1. The Project was never going to be halted. If there were no results from the Project, the money used on it would be ammo for the Republicans in the next election. This doesn't even take into consideration how the scientists were also addicted to the power of the Project.

2. Another option the US had in mind was a blockage to starve the Japanese to surrender.



@Adam: Amphibious assaults against non-existent defending forces aren't really worth much. You need a better example.
 
@Adam: Amphibious assaults against non-existent defending forces aren't really worth much. You need a better example.

And that is exactly what the Japanese will have defending Hokkaido.

The Japanese willingness to use Honshu-based resources against the Iwo Jima landings in February are a poor benchmark for the likelyhood they would use Honshu-based resources against a Hokkaido landing in October.

I believe available documentation of Japanese plans show that they were hoarding their Kamikaze aircraft (and Kamikaze boats) for the grand "final battles".

I believe in the Japanese view that Honshu was seen as the "final" arena of combat. Even Kyushu did not qualify for the status of "final", and so only a minority of resources were placed there, and only those local forces would have been used against the US in Operation Olympic.

If you were the Japanese High Command, and you knew that the US was eventually coming with a mighty fleet of thousands of ships, and that they were likely to land on Honshu to assemble a mighty army on the Kanto planes, and so to take Tokyo itself, how likely would you have been to release your last reserves against Soviet "raiding forces" on Hokkaido? The problem is that if you didn't, by the time you realized it was more than a series of un-connected raids, it would be too late.
 

Sumeragi

Banned
Most likely use the Volunteer Fighting Corps in Hokkaido for that.

Besides, almost all strategic reserves were being put in Hiroshima and Kyusho for defending against a Kyushu invasion under Operation Ketsugo, so the basic premise of the GHQ preparing for the Honshu fight was outdated by July 1945.

Before I go further on the Japanese strategies at the time, could you give me the scenario of when the USSR would do the Hokkaido landings?
 
And that is exactly what the Japanese will have defending Hokkaido.

Whilst I agree that the Japanese would only have a skeleton force on Hokkaido, the comments on Kyushu are incorrect, the Japanese knew Downfall would be won or lost there.

________________

- Written exercise 1:
Do these statements agree with the forum discussion? For each, answer yes or no and quote the words that decide it.
(a) One comment holds that the Project would have been halted if it produced no results.
(b) One comment claims that Japanese plans show Kamikaze aircraft were being hoarded for the "final battles."
(c) The last comment accepts the earlier remarks about Kyushu as correct.
The forum discussion and the rows have no connection to each other.

________________

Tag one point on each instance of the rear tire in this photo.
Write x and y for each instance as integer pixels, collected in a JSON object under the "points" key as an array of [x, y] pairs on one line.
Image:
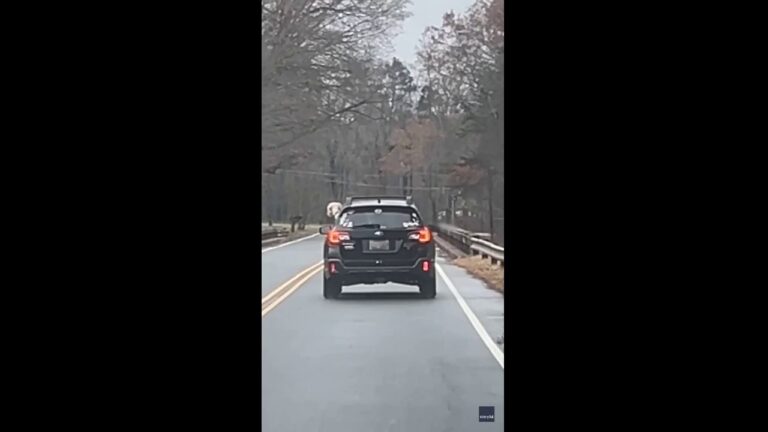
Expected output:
{"points": [[428, 288], [331, 289]]}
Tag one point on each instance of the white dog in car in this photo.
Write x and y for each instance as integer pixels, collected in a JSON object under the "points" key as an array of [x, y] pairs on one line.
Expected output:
{"points": [[333, 209]]}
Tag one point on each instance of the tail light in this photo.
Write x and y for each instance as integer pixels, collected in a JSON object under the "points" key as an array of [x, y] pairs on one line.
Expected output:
{"points": [[335, 237], [423, 235]]}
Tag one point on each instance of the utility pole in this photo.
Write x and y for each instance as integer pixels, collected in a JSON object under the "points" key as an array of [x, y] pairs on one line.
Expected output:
{"points": [[490, 199]]}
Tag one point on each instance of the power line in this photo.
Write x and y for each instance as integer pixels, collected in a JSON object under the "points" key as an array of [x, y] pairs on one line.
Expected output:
{"points": [[435, 188]]}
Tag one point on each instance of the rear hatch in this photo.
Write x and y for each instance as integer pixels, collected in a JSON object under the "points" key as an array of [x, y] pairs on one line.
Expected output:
{"points": [[379, 237]]}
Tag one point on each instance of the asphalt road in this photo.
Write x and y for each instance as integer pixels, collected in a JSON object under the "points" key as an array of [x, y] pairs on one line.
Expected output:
{"points": [[379, 359]]}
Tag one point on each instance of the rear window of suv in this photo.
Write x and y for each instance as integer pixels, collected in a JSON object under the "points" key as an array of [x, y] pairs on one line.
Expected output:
{"points": [[379, 217]]}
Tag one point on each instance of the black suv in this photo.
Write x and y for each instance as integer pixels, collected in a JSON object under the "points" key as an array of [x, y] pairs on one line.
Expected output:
{"points": [[378, 240]]}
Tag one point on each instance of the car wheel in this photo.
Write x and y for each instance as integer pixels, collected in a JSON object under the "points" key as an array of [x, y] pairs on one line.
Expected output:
{"points": [[428, 288], [331, 289]]}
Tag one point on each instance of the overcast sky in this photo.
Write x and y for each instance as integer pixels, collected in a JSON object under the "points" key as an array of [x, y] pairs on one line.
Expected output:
{"points": [[424, 13]]}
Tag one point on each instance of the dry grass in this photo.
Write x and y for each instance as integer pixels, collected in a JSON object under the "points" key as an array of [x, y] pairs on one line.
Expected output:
{"points": [[492, 275]]}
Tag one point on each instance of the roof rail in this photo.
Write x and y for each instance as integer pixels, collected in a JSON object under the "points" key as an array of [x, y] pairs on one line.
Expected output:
{"points": [[408, 199]]}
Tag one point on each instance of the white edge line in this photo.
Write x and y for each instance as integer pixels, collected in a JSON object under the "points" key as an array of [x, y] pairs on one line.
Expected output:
{"points": [[289, 243], [495, 351]]}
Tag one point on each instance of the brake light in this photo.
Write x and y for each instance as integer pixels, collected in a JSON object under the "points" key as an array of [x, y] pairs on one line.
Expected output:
{"points": [[336, 237], [424, 235]]}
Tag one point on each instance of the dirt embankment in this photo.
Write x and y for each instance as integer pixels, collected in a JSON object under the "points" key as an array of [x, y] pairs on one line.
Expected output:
{"points": [[492, 275]]}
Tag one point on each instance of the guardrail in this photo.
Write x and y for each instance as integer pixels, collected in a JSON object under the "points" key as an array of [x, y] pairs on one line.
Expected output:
{"points": [[270, 234], [472, 243]]}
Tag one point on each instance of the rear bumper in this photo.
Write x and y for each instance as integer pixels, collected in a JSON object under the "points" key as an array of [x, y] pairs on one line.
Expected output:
{"points": [[379, 274]]}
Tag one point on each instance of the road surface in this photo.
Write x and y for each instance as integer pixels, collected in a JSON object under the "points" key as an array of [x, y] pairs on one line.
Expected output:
{"points": [[380, 358]]}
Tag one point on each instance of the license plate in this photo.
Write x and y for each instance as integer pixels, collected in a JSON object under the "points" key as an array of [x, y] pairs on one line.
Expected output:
{"points": [[378, 244]]}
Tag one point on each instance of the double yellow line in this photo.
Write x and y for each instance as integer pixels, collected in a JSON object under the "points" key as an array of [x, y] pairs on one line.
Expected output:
{"points": [[271, 300]]}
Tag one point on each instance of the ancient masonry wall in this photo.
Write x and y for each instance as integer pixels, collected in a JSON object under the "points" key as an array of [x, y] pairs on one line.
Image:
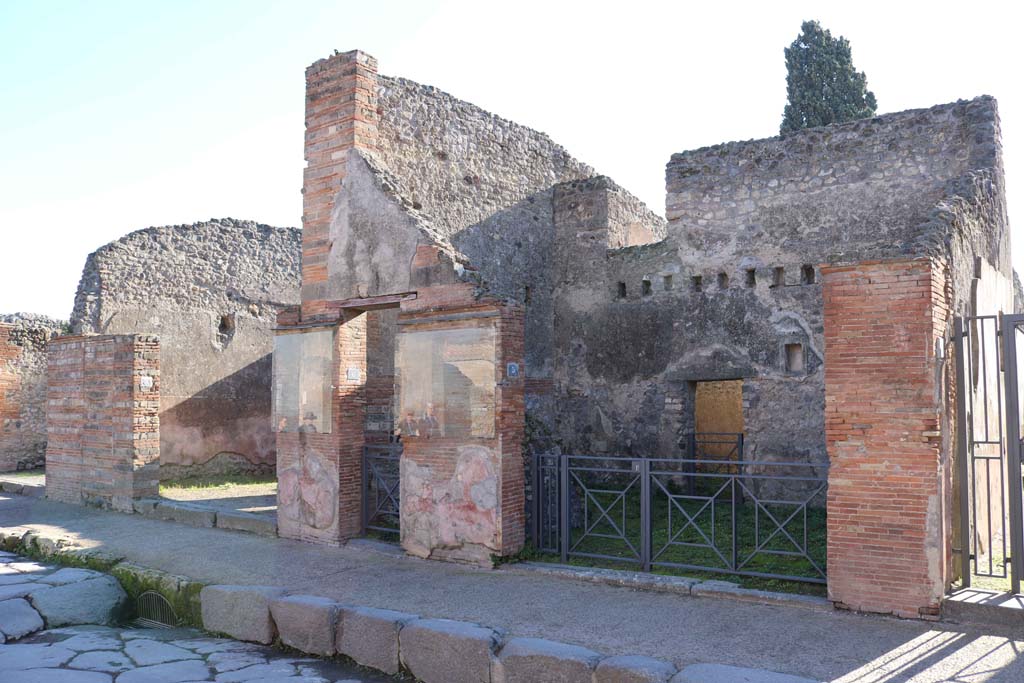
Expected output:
{"points": [[636, 334], [889, 517], [479, 183], [103, 424], [23, 390], [211, 291], [737, 279]]}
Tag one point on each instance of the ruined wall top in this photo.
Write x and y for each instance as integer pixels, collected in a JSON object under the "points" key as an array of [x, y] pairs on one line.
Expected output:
{"points": [[33, 330], [203, 265], [862, 189], [458, 163]]}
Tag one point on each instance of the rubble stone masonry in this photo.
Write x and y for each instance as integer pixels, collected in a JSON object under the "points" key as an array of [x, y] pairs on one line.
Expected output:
{"points": [[211, 292], [23, 390], [103, 424]]}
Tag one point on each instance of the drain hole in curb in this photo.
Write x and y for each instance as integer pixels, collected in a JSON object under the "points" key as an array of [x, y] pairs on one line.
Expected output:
{"points": [[155, 611]]}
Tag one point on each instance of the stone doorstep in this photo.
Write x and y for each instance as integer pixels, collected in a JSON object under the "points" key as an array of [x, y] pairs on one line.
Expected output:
{"points": [[195, 514], [664, 584]]}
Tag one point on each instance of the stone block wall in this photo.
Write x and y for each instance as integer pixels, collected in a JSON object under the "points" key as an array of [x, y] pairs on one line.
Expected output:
{"points": [[463, 495], [211, 292], [103, 424], [889, 522], [23, 390]]}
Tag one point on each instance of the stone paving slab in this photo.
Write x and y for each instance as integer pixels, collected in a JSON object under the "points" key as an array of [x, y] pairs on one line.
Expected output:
{"points": [[813, 644]]}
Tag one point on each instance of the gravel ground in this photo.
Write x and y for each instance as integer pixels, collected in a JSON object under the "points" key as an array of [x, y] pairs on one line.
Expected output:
{"points": [[101, 654]]}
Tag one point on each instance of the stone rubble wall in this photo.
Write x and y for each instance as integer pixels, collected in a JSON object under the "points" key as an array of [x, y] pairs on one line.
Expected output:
{"points": [[23, 389], [211, 291], [102, 419], [737, 276]]}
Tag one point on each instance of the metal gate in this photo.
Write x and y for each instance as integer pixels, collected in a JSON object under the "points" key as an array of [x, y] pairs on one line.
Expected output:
{"points": [[988, 447], [725, 516], [381, 487]]}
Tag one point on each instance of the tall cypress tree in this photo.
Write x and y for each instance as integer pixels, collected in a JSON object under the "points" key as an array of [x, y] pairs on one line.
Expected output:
{"points": [[821, 83]]}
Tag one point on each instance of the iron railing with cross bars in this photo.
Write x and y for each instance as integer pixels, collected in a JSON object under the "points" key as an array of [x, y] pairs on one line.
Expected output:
{"points": [[753, 518]]}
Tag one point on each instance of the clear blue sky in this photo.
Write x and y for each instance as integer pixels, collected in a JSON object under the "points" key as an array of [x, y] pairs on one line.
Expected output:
{"points": [[117, 116]]}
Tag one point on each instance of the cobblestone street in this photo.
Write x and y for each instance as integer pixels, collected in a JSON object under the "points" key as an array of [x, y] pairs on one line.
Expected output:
{"points": [[103, 654]]}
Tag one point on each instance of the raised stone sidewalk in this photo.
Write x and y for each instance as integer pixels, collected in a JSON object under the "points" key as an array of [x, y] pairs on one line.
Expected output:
{"points": [[34, 595]]}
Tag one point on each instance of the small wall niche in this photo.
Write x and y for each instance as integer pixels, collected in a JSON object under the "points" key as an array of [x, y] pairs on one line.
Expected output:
{"points": [[796, 361], [225, 330]]}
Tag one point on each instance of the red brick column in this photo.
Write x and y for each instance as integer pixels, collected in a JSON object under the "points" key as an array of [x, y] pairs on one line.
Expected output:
{"points": [[463, 498], [102, 419], [341, 114], [887, 519]]}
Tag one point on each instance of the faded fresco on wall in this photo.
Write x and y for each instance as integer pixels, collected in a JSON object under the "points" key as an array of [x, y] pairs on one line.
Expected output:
{"points": [[302, 364]]}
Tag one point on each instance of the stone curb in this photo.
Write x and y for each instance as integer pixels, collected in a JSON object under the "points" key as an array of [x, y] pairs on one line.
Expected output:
{"points": [[389, 641], [665, 584], [197, 515]]}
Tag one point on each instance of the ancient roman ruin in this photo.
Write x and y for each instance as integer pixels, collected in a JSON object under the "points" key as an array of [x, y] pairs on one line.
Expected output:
{"points": [[466, 299]]}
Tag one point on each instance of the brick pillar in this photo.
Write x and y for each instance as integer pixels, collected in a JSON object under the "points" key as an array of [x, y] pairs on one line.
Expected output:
{"points": [[320, 474], [341, 114], [102, 422], [887, 519]]}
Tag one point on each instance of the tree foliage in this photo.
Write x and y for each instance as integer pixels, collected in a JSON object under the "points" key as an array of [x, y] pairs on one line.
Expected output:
{"points": [[821, 83]]}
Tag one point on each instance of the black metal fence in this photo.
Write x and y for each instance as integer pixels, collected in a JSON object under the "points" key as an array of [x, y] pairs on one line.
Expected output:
{"points": [[381, 487], [749, 518]]}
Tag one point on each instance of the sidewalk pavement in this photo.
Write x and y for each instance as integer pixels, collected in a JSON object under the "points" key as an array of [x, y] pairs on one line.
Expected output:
{"points": [[833, 646]]}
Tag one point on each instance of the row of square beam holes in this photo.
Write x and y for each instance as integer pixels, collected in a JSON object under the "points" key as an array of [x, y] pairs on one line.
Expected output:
{"points": [[751, 281]]}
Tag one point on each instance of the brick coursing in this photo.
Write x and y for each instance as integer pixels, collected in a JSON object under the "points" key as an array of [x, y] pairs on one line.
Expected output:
{"points": [[887, 517], [23, 389]]}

________________

- Written exercise 2: Could you edit the rows starting at the line containing "Tag one point on each instance of the row" and ending at the last line of the rows, replacing "brick coursing" with "stone coursing" and leaving everything else unchanged? Give only those lines.

- Written answer 1:
(a) No: "The Project was never going to be halted."
(b) Yes: "I believe available documentation of Japanese plans show that they were hoarding their Kamikaze aircraft (and Kamikaze boats) for the grand "final battles"."
(c) No: "the comments on Kyushu are incorrect"

- Written answer 2:
Tag one point on each instance of the row of square beam holes in this photo.
Write x and y for each instance as integer pixels, collected in a JSON object under the "points" key as an array of [x, y] pairs on one line.
Expected output:
{"points": [[751, 281]]}
Tag one point on each instance of the stone coursing in this photo.
Write x and y for each instance as integer pixels, collected in a JSON object under the "points" key as an array of [x, y] pairs on one line.
Expected output:
{"points": [[887, 517], [23, 389]]}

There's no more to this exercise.